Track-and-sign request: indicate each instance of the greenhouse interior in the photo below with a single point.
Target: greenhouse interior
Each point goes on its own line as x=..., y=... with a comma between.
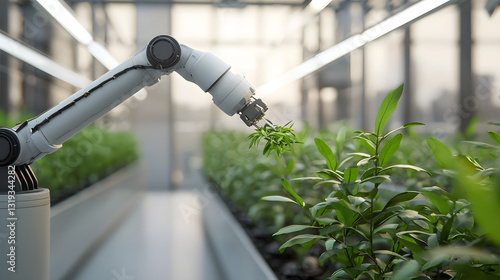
x=249, y=139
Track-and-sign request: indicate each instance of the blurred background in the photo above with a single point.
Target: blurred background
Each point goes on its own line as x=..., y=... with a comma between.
x=447, y=59
x=447, y=56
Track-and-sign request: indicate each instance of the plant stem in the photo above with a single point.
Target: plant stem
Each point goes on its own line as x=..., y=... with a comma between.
x=372, y=197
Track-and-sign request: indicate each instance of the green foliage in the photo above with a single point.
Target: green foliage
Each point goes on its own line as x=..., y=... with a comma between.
x=84, y=159
x=279, y=138
x=377, y=203
x=372, y=235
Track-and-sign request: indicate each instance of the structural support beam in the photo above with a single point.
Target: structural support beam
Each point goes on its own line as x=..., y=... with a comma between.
x=4, y=59
x=466, y=99
x=407, y=96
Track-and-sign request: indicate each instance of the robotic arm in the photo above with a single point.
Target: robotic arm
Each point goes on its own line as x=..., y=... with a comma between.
x=42, y=135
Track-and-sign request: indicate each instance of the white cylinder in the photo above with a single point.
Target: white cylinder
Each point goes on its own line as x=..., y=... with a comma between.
x=25, y=240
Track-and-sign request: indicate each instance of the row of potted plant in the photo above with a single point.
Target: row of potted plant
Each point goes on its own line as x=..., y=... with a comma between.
x=359, y=205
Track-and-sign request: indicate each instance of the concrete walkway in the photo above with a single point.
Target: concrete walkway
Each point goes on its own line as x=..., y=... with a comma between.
x=155, y=242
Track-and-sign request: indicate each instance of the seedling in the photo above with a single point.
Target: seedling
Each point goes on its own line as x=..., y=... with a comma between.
x=279, y=138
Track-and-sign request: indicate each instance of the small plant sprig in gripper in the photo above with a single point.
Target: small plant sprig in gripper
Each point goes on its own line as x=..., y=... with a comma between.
x=279, y=138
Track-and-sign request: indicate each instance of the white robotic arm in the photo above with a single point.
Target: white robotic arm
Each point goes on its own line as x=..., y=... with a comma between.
x=44, y=134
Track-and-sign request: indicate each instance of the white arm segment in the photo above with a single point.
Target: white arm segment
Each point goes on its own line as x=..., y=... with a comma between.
x=45, y=134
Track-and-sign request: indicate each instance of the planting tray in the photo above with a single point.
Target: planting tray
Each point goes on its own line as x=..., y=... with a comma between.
x=80, y=223
x=235, y=252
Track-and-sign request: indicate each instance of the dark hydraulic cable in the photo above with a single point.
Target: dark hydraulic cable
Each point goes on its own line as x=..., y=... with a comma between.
x=84, y=95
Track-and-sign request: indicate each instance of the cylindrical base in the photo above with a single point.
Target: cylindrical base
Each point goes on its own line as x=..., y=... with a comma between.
x=25, y=236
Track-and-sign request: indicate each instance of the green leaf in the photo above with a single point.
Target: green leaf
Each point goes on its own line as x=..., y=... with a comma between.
x=389, y=149
x=407, y=271
x=331, y=174
x=388, y=106
x=344, y=214
x=378, y=179
x=293, y=228
x=408, y=125
x=438, y=199
x=328, y=254
x=494, y=136
x=401, y=197
x=340, y=139
x=406, y=166
x=278, y=198
x=318, y=179
x=300, y=239
x=471, y=127
x=288, y=187
x=443, y=155
x=290, y=165
x=327, y=153
x=367, y=143
x=351, y=174
x=390, y=253
x=391, y=228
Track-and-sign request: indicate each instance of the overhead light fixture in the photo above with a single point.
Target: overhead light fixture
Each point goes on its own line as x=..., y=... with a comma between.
x=352, y=43
x=41, y=62
x=102, y=55
x=63, y=14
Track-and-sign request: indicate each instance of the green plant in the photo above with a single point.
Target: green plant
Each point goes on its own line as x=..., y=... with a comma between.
x=368, y=232
x=279, y=138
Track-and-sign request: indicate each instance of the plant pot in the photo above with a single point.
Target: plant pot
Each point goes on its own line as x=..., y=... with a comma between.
x=234, y=250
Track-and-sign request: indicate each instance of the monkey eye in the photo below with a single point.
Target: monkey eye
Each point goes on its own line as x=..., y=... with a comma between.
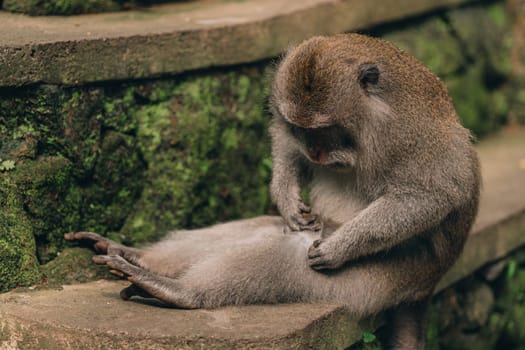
x=368, y=74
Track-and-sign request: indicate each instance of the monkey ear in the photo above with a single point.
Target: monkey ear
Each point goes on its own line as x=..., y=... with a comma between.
x=368, y=74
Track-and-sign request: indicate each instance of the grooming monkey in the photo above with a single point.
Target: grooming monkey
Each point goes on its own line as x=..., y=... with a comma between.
x=393, y=187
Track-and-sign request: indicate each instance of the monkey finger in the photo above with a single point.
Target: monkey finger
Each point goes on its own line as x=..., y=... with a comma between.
x=117, y=273
x=314, y=253
x=133, y=290
x=82, y=235
x=100, y=259
x=304, y=208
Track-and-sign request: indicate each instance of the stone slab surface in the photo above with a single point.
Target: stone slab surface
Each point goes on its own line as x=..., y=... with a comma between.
x=500, y=225
x=174, y=38
x=92, y=316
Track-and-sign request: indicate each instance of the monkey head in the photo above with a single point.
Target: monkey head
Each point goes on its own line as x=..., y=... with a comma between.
x=338, y=95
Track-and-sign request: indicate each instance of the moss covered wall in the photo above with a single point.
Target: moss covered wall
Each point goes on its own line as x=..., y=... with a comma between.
x=71, y=7
x=132, y=160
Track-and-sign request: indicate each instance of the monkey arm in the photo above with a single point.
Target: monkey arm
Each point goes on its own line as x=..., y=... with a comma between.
x=385, y=223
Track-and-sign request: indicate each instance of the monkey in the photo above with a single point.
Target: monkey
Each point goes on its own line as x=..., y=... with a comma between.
x=374, y=136
x=393, y=186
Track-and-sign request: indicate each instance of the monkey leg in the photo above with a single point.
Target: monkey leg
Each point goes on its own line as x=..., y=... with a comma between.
x=106, y=246
x=407, y=326
x=148, y=284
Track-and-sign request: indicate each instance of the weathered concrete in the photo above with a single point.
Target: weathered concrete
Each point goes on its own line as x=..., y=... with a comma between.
x=500, y=225
x=178, y=37
x=92, y=315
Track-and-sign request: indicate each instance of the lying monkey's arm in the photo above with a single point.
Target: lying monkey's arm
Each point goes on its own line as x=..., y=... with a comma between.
x=285, y=187
x=385, y=223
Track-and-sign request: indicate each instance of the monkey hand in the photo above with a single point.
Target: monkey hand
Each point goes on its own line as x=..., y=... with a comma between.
x=301, y=219
x=322, y=255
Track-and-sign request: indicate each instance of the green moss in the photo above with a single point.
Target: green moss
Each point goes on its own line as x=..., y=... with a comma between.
x=199, y=146
x=73, y=265
x=19, y=265
x=60, y=7
x=132, y=161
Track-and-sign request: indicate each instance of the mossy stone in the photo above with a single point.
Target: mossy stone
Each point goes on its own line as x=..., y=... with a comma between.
x=19, y=265
x=60, y=7
x=199, y=145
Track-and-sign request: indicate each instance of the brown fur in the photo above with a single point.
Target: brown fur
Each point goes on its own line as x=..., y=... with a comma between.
x=375, y=136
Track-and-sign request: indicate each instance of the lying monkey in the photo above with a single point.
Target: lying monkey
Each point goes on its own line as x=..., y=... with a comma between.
x=393, y=178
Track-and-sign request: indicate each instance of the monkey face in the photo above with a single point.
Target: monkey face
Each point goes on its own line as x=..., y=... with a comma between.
x=331, y=146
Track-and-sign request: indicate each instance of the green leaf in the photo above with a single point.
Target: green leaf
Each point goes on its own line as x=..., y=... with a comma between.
x=511, y=269
x=7, y=165
x=368, y=337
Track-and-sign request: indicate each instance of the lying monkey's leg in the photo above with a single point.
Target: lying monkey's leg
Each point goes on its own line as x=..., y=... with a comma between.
x=133, y=290
x=407, y=326
x=106, y=246
x=165, y=289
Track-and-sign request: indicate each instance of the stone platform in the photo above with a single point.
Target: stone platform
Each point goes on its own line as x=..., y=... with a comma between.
x=92, y=316
x=177, y=37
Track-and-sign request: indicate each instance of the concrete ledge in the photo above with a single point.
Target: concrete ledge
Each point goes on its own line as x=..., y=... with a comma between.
x=174, y=38
x=93, y=316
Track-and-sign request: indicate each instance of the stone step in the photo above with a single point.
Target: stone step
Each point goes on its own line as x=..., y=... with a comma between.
x=177, y=37
x=93, y=316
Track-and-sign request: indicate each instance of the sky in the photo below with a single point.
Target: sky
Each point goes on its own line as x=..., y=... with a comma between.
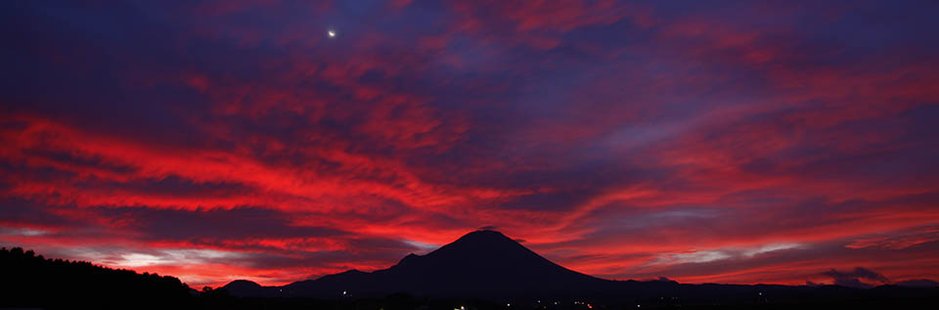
x=704, y=141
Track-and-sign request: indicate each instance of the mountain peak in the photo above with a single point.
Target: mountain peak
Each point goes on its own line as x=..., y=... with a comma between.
x=485, y=234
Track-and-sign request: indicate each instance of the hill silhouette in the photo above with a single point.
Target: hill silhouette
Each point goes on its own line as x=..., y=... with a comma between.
x=488, y=265
x=481, y=270
x=481, y=263
x=32, y=280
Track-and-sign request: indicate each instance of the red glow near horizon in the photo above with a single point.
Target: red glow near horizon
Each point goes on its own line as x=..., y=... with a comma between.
x=235, y=140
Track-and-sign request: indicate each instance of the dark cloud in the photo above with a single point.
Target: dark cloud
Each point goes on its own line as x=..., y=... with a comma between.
x=859, y=277
x=621, y=139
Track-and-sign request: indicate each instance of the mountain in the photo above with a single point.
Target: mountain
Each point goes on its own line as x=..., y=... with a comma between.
x=482, y=263
x=487, y=265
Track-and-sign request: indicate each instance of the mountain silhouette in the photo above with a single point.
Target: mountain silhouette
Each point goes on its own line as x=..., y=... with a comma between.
x=483, y=263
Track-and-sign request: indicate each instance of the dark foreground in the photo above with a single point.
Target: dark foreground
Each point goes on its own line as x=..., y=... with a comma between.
x=31, y=281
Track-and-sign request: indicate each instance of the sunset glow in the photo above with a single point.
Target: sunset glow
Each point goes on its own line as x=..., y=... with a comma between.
x=222, y=140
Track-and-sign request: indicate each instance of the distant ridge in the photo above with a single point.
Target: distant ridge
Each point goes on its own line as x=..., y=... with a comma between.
x=480, y=263
x=486, y=264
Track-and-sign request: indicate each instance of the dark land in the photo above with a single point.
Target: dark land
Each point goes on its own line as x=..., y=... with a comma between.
x=481, y=270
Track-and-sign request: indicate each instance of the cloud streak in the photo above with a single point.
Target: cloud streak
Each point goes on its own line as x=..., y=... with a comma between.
x=737, y=143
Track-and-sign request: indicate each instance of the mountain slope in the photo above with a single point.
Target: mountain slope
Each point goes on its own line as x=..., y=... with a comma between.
x=481, y=263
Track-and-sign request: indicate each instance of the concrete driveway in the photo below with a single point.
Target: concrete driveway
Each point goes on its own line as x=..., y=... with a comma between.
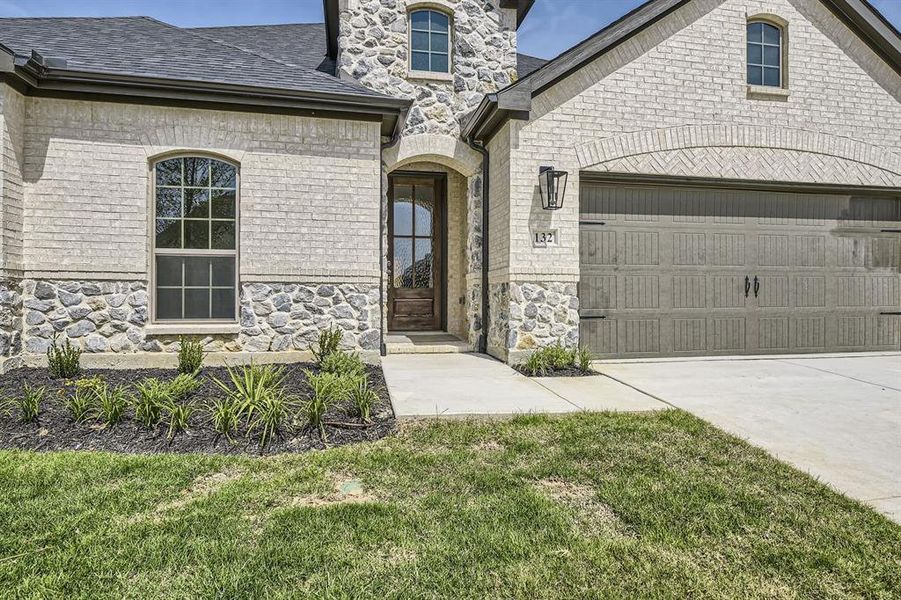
x=837, y=417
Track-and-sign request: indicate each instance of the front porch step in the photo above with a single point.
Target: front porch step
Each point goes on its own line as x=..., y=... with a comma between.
x=425, y=343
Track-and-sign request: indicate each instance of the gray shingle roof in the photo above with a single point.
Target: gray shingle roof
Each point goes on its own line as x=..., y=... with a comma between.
x=290, y=56
x=526, y=64
x=301, y=44
x=141, y=46
x=305, y=44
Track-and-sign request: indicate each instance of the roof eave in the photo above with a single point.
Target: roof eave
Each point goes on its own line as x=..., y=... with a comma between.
x=54, y=81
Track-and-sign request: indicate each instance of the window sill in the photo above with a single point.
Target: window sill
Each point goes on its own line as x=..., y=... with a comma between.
x=192, y=328
x=429, y=75
x=767, y=92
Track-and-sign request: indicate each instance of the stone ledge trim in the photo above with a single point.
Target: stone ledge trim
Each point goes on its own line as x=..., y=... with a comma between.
x=192, y=329
x=716, y=135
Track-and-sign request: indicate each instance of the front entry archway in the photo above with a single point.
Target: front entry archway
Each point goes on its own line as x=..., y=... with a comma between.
x=417, y=242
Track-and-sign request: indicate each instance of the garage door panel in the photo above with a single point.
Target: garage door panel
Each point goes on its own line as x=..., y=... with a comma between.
x=810, y=251
x=668, y=271
x=727, y=290
x=809, y=333
x=690, y=335
x=810, y=291
x=689, y=248
x=638, y=336
x=689, y=291
x=885, y=331
x=773, y=291
x=640, y=248
x=773, y=333
x=727, y=334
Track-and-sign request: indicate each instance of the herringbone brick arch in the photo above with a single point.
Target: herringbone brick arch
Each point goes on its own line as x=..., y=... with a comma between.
x=752, y=164
x=744, y=152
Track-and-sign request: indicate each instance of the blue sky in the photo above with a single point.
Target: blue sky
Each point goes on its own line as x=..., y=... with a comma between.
x=552, y=26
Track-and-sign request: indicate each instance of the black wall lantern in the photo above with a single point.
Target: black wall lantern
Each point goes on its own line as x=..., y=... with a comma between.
x=553, y=187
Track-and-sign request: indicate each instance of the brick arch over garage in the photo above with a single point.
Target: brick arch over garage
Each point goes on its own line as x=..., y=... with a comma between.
x=744, y=152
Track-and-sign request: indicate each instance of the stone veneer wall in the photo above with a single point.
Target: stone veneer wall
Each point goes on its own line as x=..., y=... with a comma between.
x=526, y=316
x=543, y=314
x=111, y=316
x=281, y=317
x=373, y=49
x=10, y=319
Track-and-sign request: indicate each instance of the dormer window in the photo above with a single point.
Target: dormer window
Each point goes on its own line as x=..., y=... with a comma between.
x=765, y=48
x=429, y=41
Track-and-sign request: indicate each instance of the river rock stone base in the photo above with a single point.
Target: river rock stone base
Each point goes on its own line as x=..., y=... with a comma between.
x=280, y=317
x=111, y=316
x=543, y=314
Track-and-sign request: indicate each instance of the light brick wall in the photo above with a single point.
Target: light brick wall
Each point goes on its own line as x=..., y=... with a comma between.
x=689, y=71
x=309, y=189
x=12, y=132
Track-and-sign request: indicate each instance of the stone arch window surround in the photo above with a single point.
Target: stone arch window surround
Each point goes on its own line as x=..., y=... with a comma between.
x=194, y=204
x=430, y=39
x=766, y=35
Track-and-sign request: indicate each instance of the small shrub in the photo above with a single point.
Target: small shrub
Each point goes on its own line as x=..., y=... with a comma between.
x=224, y=416
x=329, y=343
x=327, y=390
x=251, y=385
x=536, y=364
x=583, y=358
x=363, y=398
x=111, y=404
x=343, y=363
x=82, y=402
x=190, y=356
x=30, y=403
x=6, y=406
x=182, y=386
x=63, y=362
x=558, y=357
x=152, y=399
x=177, y=416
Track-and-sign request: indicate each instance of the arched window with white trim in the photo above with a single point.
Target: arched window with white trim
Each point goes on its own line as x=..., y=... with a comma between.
x=766, y=44
x=195, y=239
x=429, y=41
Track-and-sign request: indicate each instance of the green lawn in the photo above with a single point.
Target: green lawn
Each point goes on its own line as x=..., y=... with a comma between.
x=592, y=506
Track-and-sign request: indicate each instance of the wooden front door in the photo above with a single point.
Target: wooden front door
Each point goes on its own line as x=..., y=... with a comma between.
x=415, y=244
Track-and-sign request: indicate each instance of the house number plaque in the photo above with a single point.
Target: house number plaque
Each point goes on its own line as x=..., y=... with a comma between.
x=544, y=238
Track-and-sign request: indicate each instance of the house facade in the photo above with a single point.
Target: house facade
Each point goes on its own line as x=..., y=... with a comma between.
x=726, y=173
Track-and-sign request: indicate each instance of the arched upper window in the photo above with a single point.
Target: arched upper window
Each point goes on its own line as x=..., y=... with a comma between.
x=429, y=41
x=195, y=239
x=765, y=47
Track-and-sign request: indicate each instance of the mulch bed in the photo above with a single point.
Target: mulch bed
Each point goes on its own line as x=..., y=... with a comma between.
x=567, y=372
x=55, y=429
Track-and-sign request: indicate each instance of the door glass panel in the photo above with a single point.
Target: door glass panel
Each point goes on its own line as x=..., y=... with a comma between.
x=425, y=204
x=403, y=262
x=424, y=267
x=403, y=210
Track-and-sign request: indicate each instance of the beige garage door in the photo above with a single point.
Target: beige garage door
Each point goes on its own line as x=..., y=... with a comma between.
x=689, y=271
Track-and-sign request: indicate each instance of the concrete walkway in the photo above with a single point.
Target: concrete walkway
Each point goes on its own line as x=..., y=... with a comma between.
x=454, y=385
x=836, y=417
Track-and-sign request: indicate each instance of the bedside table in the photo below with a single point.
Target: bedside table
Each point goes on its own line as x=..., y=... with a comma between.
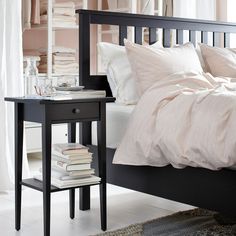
x=48, y=112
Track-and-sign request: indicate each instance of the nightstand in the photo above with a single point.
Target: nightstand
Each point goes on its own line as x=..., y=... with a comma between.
x=48, y=112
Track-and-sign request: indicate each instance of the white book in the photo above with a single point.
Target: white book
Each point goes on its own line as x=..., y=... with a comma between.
x=70, y=148
x=65, y=175
x=72, y=162
x=71, y=183
x=74, y=173
x=66, y=167
x=72, y=156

* Goal: Rewrite everything from the line containing "the front porch" down to the line containing "x=767, y=92", both ends included. Raise every x and y coordinate in the answers by 119, and leave the request lines unchanged.

* Exercise answer:
Track-and-sign request: indicate each instance of the front porch step in the photo above with a single point.
Target: front porch step
Each point goes on its own line as x=..., y=... with a comma between.
x=544, y=462
Track-and-sign request: indicate each instance of the gray shingle roof in the photo above with a single point.
Target: gray shingle roof
Each point goes on its own line as x=..., y=... with a comma between.
x=409, y=175
x=645, y=183
x=420, y=163
x=260, y=165
x=424, y=163
Track-and-sign request: indicate each instance of the roof eave in the photo above with a single point.
Target: roof eave
Each point goes on its own line as x=..., y=... with a comma between.
x=173, y=200
Track-and-sign request: indicate each instance of the window sill in the photo above with a single point.
Target: window sill
Each point goes on its own line as x=..., y=... with a comma between.
x=311, y=447
x=548, y=194
x=886, y=211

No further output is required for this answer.